====== TEXTO APRESENTADO

A APA tem bastante margem de manobra para agravar ou desagravar deveres de protecção do ambiente do operador, bem como para indeferir o pedido de licença ambiental. A APA pode impor condições mais restritivas para salvaguardar a qualidade ambiental (18º/3 e 5) e está também habilitada a flexibilizar as exigências que o licenciamento em concreto requereria em nome de razões de ordem sócio-económica, desde que opte por técnicas equivalentes (18º/4). Acresce a isto a grande discricionariedade que lhe é atribuída no 16º/6 f) relativo ao indeferimento pois, ao usar-se a expressão “relevo suficiente”, está a deixar-se à APA uma ampla margem de livre apreciação das desconformidades que o pedido de licença pode revelar em face de leis ou regulamentos aplicáveis, praticamente insindicável por significar valorações próprias da função administrativa (cf. 71º/2 CPTA). A suposta enumeração taxativa dos fundamentos de indeferimento fica totalmente esvaziada com esta alínea.
O actual regime optou pela valoração do silêncio da APA como deferimento do pedido de licença. Esta solução é potencialmente lesiva dos valores da prevenção de riscos para a saúde e para o ambiente que o regime do RLA pretende acautelar. O legislador procurou atenuar os efeitos perversos desta solução proibindo a formação de decisão silente favorável quando se verifique alguma das razões de indeferimento do 16º/6. Assim, temos, na opinião de Carla Amado Gomes, para além de um deferimento tácito, um indeferimento implícito.
A lei dispensa a APA de proferir decisão expressa mas impõe-lhe o dever de emitir certidão comprovativa do deferimento (17º/2) e de devolver ao operador a taxa de apreciação do pedido (30º/4). Sem esta certidão, o operador não pode obter a licença de exploração (9º/2). Para ultrapassar possíveis paralisias decorrentes da ausência de emissão da certidão prevê-se a intimação para passagem de certidão, processo sumário regulado nos artigos 104º e seguintes do CPTA (ex vi 22º/2 RLA). Porém, não refere uma via de certificação do indeferimento implícito no caso da verificação de alguma das condições do 16º/6.

============
====== EXTRATO DE DADOS

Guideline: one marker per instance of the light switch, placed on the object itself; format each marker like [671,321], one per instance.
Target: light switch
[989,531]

============

**EXERCÍCIOS**
(1) Transcreva o trecho do texto sobre licenciamento ambiental entre “O actual regime” e “um indeferimento implícito.”, inclusive, passando a designar “efeitos perversos” como “efeitos nocivos”.
(2) De acordo com o texto sobre licenciamento ambiental, como valora o regime atual o silêncio da APA?

**SOLUÇÕES**
(1)
O actual regime optou pela valoração do silêncio da APA como deferimento do pedido de licença. Esta solução é potencialmente lesiva dos valores da prevenção de riscos para a saúde e para o ambiente que o regime do RLA pretende acautelar. O legislador procurou atenuar os efeitos nocivos desta solução proibindo a formação de decisão silente favorável quando se verifique alguma das razões de indeferimento do 16º/6. Assim, temos, na opinião de Carla Amado Gomes, para além de um deferimento tácito, um indeferimento implícito.

(2) Como deferimento do pedido de licença.